━━ Dataset excerpts ━━

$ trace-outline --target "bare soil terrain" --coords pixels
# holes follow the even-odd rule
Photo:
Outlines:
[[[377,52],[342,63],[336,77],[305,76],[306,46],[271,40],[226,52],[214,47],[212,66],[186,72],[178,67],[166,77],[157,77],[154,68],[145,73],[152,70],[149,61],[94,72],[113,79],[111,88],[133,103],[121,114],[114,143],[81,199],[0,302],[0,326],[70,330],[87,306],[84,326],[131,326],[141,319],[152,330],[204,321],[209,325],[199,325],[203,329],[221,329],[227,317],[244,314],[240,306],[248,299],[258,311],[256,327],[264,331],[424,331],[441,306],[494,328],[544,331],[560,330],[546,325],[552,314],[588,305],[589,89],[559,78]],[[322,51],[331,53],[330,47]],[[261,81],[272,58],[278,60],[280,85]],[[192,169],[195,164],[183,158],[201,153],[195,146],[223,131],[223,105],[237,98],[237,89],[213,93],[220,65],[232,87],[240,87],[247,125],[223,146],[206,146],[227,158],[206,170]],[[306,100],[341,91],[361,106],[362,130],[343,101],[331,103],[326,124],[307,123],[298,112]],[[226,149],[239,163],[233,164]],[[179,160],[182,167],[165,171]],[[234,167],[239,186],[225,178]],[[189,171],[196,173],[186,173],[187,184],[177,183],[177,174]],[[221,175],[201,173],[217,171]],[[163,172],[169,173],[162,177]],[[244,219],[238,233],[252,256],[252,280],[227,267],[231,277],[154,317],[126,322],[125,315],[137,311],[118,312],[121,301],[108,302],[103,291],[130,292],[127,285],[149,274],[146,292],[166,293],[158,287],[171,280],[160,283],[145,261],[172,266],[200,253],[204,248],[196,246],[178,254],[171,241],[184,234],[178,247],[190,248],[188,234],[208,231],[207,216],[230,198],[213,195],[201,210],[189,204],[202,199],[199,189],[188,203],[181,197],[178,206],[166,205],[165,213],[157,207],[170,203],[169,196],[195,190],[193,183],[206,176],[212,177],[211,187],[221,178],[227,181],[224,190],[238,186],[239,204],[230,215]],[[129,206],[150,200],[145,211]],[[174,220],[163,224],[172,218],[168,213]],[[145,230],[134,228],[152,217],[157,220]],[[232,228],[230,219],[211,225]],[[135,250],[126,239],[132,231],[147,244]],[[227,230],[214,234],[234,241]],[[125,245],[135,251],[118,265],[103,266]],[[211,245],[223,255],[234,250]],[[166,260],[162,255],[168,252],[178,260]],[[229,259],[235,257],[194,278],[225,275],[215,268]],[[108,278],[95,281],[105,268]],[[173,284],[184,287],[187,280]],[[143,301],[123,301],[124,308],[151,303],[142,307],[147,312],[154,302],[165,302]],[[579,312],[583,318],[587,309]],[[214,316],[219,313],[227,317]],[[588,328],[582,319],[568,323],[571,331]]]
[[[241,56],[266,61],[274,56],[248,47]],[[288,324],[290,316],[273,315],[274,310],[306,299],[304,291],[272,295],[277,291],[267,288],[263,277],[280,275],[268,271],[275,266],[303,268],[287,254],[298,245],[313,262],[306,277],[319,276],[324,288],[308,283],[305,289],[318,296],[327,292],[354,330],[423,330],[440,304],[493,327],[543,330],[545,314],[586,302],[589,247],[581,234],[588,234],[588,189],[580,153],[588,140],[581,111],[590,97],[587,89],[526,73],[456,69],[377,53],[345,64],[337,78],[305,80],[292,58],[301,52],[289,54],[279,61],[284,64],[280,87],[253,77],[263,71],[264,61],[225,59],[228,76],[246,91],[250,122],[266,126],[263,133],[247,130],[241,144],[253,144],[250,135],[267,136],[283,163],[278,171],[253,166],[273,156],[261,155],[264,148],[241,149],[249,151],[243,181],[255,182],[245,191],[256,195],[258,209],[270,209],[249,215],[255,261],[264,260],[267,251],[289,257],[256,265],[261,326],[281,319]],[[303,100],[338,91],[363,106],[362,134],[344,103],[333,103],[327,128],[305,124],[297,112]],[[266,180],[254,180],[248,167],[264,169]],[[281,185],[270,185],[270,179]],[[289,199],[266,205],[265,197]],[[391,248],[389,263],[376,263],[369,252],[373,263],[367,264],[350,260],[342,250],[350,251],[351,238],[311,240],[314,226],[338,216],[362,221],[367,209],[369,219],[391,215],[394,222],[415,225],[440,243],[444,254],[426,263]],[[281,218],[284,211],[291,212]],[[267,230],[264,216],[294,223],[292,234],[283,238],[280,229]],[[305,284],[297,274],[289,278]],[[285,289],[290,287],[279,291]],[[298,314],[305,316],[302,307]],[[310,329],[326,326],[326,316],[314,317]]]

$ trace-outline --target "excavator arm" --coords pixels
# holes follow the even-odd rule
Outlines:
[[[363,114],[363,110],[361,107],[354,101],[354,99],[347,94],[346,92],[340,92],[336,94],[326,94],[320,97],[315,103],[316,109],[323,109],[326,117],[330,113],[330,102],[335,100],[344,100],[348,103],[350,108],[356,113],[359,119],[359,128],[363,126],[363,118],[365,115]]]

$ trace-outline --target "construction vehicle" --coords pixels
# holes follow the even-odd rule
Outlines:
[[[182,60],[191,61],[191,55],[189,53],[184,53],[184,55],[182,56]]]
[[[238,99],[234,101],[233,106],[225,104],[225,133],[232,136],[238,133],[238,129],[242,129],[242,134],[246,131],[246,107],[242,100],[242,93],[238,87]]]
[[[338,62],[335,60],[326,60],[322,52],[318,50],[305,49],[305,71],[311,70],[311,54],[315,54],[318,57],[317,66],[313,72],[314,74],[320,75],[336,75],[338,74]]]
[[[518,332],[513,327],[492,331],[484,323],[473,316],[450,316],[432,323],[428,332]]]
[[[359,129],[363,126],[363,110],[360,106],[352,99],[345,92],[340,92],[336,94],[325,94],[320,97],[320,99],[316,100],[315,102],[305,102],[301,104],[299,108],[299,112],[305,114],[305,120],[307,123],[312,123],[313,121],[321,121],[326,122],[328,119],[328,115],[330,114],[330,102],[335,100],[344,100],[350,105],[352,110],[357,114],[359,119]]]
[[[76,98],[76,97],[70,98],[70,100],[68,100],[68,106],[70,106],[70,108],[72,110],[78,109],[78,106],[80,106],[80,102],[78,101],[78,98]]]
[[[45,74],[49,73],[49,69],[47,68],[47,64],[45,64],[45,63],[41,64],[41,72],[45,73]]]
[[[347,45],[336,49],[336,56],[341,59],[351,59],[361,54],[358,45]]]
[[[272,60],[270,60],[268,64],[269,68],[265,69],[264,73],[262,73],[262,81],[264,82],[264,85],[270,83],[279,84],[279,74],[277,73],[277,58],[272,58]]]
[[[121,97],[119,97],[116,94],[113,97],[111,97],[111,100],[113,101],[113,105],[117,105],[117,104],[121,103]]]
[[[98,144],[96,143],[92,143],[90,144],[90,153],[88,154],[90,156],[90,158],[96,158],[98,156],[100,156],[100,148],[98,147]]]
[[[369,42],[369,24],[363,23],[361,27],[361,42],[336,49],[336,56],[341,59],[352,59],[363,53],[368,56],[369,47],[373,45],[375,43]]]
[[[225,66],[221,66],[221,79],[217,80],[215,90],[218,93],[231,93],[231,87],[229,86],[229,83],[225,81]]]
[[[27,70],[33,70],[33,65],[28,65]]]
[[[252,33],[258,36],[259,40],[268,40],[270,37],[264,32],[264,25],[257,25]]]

━━━

#### Description of the task
Each line of the records must be reproduced exactly.

#### Response for this exercise
$ trace-outline --target "bare soil terrain" --coords pixels
# holes follow the even-odd rule
Photo:
Outlines:
[[[377,52],[342,63],[336,77],[305,76],[306,46],[271,40],[226,52],[214,47],[212,66],[186,72],[178,67],[166,77],[157,77],[154,68],[145,73],[152,70],[149,61],[94,72],[113,79],[111,88],[133,103],[121,114],[114,143],[81,199],[0,302],[0,326],[70,330],[87,306],[84,326],[131,326],[141,319],[152,330],[204,321],[209,325],[199,325],[203,329],[221,329],[227,317],[244,314],[240,306],[248,299],[258,311],[256,327],[264,331],[424,331],[441,306],[494,328],[544,331],[560,330],[546,325],[552,314],[588,305],[589,89],[559,78]],[[322,51],[331,53],[330,47]],[[261,81],[272,58],[278,60],[280,85]],[[192,169],[195,164],[183,158],[201,153],[195,146],[223,131],[223,105],[237,98],[237,89],[213,93],[220,65],[232,87],[240,87],[247,125],[223,146],[206,146],[227,158],[206,170]],[[306,100],[341,91],[361,106],[362,130],[343,101],[331,103],[326,124],[307,123],[298,112]],[[226,149],[239,163],[233,164]],[[179,160],[182,167],[165,171]],[[234,167],[239,186],[225,178]],[[189,171],[196,173],[186,173],[187,184],[177,183],[177,174]],[[221,175],[201,173],[217,171]],[[163,172],[169,173],[162,177]],[[244,219],[238,233],[252,256],[252,280],[227,267],[231,277],[154,317],[126,322],[125,315],[137,311],[118,312],[121,301],[108,302],[103,291],[130,292],[127,285],[149,274],[146,292],[166,293],[158,287],[171,280],[160,283],[145,261],[172,266],[200,253],[204,248],[196,246],[178,254],[171,241],[184,234],[178,247],[190,248],[188,234],[208,231],[207,216],[230,198],[213,195],[201,210],[189,204],[202,199],[199,189],[188,203],[181,197],[178,206],[166,205],[165,213],[157,207],[170,203],[169,196],[195,190],[193,183],[206,176],[212,177],[211,187],[221,178],[227,181],[224,190],[238,186],[239,204],[230,215]],[[129,206],[150,200],[145,211]],[[174,220],[163,224],[172,218],[168,213]],[[145,230],[134,228],[152,217],[157,220]],[[232,228],[230,219],[211,225]],[[135,250],[126,239],[132,231],[147,244]],[[227,230],[214,234],[234,241]],[[125,245],[135,251],[118,265],[103,266]],[[211,245],[223,255],[234,250]],[[166,260],[162,255],[168,252],[178,260]],[[229,259],[235,257],[194,278],[225,275],[215,268]],[[108,278],[95,281],[105,268]],[[173,284],[184,287],[187,280]],[[143,301],[123,301],[124,308],[151,303],[142,307],[147,312],[154,302],[165,302]],[[579,312],[583,318],[587,309]],[[214,316],[219,313],[227,317]],[[588,328],[582,319],[568,323],[571,331]]]
[[[241,56],[266,61],[274,56],[248,47]],[[288,324],[290,316],[273,315],[274,310],[306,299],[304,291],[272,295],[277,291],[267,288],[263,277],[280,275],[268,271],[275,266],[303,268],[287,254],[298,245],[313,262],[306,277],[319,276],[324,288],[308,283],[305,289],[318,296],[327,292],[354,330],[423,330],[440,304],[493,327],[543,330],[545,314],[586,302],[589,247],[581,234],[588,234],[588,189],[580,153],[588,140],[581,111],[590,97],[587,89],[526,73],[456,69],[377,53],[345,64],[337,78],[305,80],[292,58],[301,52],[289,54],[279,61],[284,64],[280,87],[253,77],[263,71],[264,61],[225,59],[228,76],[246,91],[250,122],[266,126],[263,133],[247,130],[241,144],[253,144],[250,135],[267,136],[283,163],[278,171],[253,166],[273,156],[261,155],[264,148],[241,149],[249,151],[243,181],[255,182],[245,191],[256,195],[258,209],[270,209],[249,215],[255,261],[264,260],[267,251],[289,257],[256,265],[261,326],[281,319]],[[303,100],[338,91],[363,106],[362,134],[344,103],[333,103],[327,128],[305,124],[297,112]],[[266,180],[254,180],[248,167],[264,169]],[[281,185],[270,185],[270,179]],[[289,199],[266,205],[265,197]],[[391,248],[389,263],[376,263],[369,252],[373,263],[367,264],[350,260],[342,250],[350,251],[351,238],[311,240],[314,226],[338,216],[362,221],[367,209],[369,219],[391,215],[394,222],[415,225],[440,243],[444,254],[426,263]],[[281,218],[284,211],[291,212]],[[267,230],[264,216],[294,223],[292,234],[283,238],[280,229]],[[305,284],[297,274],[289,278]],[[285,289],[290,287],[279,291]],[[298,314],[305,316],[302,307]],[[310,329],[326,326],[326,316],[314,317]]]

$ trace-outline --target "excavator arm" --coords pixels
# holes follow the even-odd rule
Outlines:
[[[363,114],[363,110],[361,107],[354,101],[354,99],[347,94],[346,92],[340,92],[336,94],[326,94],[320,97],[315,103],[316,109],[323,109],[326,117],[330,113],[330,102],[335,100],[344,100],[348,103],[350,108],[356,113],[359,119],[359,128],[363,126],[363,118],[365,115]]]

$ trace-outline --target "construction vehicle" --coords pixels
# holes follow the even-odd rule
Outlines:
[[[182,60],[191,61],[191,55],[189,53],[184,53],[184,55],[182,56]]]
[[[238,99],[234,101],[233,106],[225,104],[225,133],[232,136],[238,133],[238,129],[242,129],[242,134],[246,131],[246,107],[242,100],[242,93],[238,87]]]
[[[338,62],[335,60],[326,60],[322,52],[318,50],[305,49],[305,71],[311,70],[311,54],[315,54],[318,57],[317,66],[313,72],[314,74],[320,75],[336,75],[338,74]]]
[[[518,332],[513,327],[492,331],[484,323],[473,316],[450,316],[432,323],[428,332]]]
[[[359,129],[363,126],[363,110],[360,106],[352,99],[345,92],[340,92],[336,94],[325,94],[320,97],[320,99],[316,100],[315,102],[305,102],[301,104],[299,108],[299,112],[305,114],[305,120],[307,123],[312,123],[313,121],[321,121],[326,122],[328,119],[328,115],[330,114],[330,102],[335,100],[344,100],[350,105],[352,110],[357,114],[359,119]]]
[[[76,98],[76,97],[70,98],[70,100],[68,100],[68,106],[70,106],[70,108],[72,110],[78,109],[78,106],[80,106],[80,102],[78,101],[78,98]]]
[[[45,74],[49,73],[49,69],[47,68],[47,64],[45,64],[45,63],[41,64],[41,72],[45,73]]]
[[[347,45],[336,49],[336,56],[341,59],[351,59],[361,54],[358,45]]]
[[[272,60],[270,60],[268,64],[269,68],[265,69],[264,73],[262,73],[262,81],[264,82],[264,85],[270,83],[279,84],[279,74],[277,73],[277,58],[272,58]]]
[[[121,97],[119,97],[116,94],[113,97],[111,97],[111,100],[113,101],[113,105],[117,105],[117,104],[121,103]]]
[[[98,144],[96,143],[92,143],[90,144],[90,153],[88,154],[90,156],[90,158],[96,158],[98,156],[100,156],[100,148],[98,147]]]
[[[369,42],[369,24],[363,23],[361,27],[361,42],[336,49],[336,56],[341,59],[352,59],[363,53],[368,56],[369,47],[373,45],[375,43]]]
[[[225,66],[221,66],[221,79],[217,80],[215,90],[218,93],[231,93],[231,87],[229,86],[229,83],[225,81]]]
[[[27,70],[33,70],[33,65],[28,65]]]
[[[252,33],[258,36],[259,40],[268,40],[270,37],[264,32],[264,25],[257,25]]]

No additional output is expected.